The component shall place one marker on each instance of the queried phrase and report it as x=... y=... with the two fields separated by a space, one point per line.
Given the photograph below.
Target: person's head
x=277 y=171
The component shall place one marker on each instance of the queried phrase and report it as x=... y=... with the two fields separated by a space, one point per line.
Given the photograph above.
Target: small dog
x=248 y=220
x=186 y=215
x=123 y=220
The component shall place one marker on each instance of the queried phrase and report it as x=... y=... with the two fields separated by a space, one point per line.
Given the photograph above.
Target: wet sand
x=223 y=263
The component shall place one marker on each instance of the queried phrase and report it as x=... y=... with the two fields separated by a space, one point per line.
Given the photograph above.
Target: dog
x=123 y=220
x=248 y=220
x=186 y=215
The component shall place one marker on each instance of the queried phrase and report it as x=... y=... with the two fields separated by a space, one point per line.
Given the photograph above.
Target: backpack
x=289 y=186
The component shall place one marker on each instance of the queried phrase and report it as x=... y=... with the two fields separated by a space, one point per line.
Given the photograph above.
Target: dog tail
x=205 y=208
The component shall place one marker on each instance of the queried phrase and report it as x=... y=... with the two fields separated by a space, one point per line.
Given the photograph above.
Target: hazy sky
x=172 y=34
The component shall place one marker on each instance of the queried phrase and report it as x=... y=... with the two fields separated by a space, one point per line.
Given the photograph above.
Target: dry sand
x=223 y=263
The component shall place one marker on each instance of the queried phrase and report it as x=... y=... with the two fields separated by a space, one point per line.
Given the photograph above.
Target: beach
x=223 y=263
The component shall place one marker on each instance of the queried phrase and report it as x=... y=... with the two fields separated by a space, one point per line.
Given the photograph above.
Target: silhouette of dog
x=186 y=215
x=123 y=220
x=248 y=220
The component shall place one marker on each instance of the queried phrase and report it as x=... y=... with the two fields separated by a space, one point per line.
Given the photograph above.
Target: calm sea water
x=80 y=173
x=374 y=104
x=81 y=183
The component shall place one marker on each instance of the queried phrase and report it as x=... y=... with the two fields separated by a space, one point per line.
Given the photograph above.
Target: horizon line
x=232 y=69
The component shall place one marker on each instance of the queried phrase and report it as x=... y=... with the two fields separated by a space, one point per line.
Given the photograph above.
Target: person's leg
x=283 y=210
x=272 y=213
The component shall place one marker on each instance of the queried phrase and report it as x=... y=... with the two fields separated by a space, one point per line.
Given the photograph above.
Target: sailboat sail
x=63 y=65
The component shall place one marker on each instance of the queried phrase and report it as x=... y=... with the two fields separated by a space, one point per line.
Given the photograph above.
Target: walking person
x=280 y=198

--

Every line of the material needs to be returned exactly.

The component shall place one marker on each instance of the queried phrase and report it as x=... y=... with the two fields separated by a space, one point per line.
Given the photograph below.
Target: person's head
x=277 y=171
The component shall place one marker on each instance of the queried phrase and report it as x=... y=... with the two fields separated by a space, one point per line.
Given the photograph above.
Target: small dog
x=248 y=220
x=186 y=215
x=123 y=220
The component shall place one marker on each instance of the queried phrase and report it as x=... y=... with the two fields separated by a space, one point per line.
Given the photograph above.
Target: wet sand
x=223 y=263
The component shall place one marker on each instance of the queried phrase and report it as x=... y=... with the two fields separated by a space, one point per line.
Given the photograph above.
Target: dog
x=123 y=220
x=248 y=220
x=186 y=215
The component shall place one marker on each instance of the queried phrase and report it as x=... y=... with the two fields separated by a space, one point per line.
Given the photograph above.
Target: backpack
x=289 y=186
The component shall place one marker on each instance of the queried phrase and report it as x=... y=... with the two fields separated by a space, one point per line.
Given the photograph above.
Target: dog tail
x=205 y=208
The component shall place one marker on each instance of the queried phrase and report it as x=... y=... with the two fields separated by a space, one point per line.
Given the photograph above.
Target: hazy sky
x=172 y=34
The component shall place one marker on each instance of the queried phrase and report it as x=... y=... with the two fields separated by a space, one point per line.
Given the photograph above.
Target: dry sand
x=223 y=263
The component shall place one marker on each instance of the queried phrase and report it as x=... y=... with the two fields separated by a space, one point per line.
Given the photograph above.
Target: beach
x=223 y=263
The component shall place one marker on each instance of the queried phrase and report it as x=... y=... with the two fields separated by a space, one point per line.
Given the photograph above.
Target: silhouette of dog
x=186 y=215
x=123 y=220
x=248 y=220
The component shall place one marker on each instance of the queried phrase and report it as x=... y=... with the two fields separated by a space, one point per line.
Given the photograph above.
Target: calm sea water
x=80 y=173
x=374 y=104
x=81 y=183
The component shall place one marker on each instance of the queried phrase and report it as x=... y=... with the two fields separated by a space, one point per line.
Given the photograph above.
Target: horizon line
x=232 y=69
The component shall place one marker on each instance of the queried phrase and report it as x=... y=... with the two fields separated by a space, one point per line.
Given the photograph above.
Target: person's leg
x=283 y=210
x=272 y=213
The component shall place one marker on each instance of the queried phrase and report it as x=... y=... with the two fields separated by a space, one point per line.
Given the photograph above.
Target: sailboat sail
x=63 y=65
The component shall place one marker on each instance of the queried phrase and report it as x=... y=... with the two fields separated by a space, one point per line.
Given the photograph above.
Target: walking person
x=280 y=198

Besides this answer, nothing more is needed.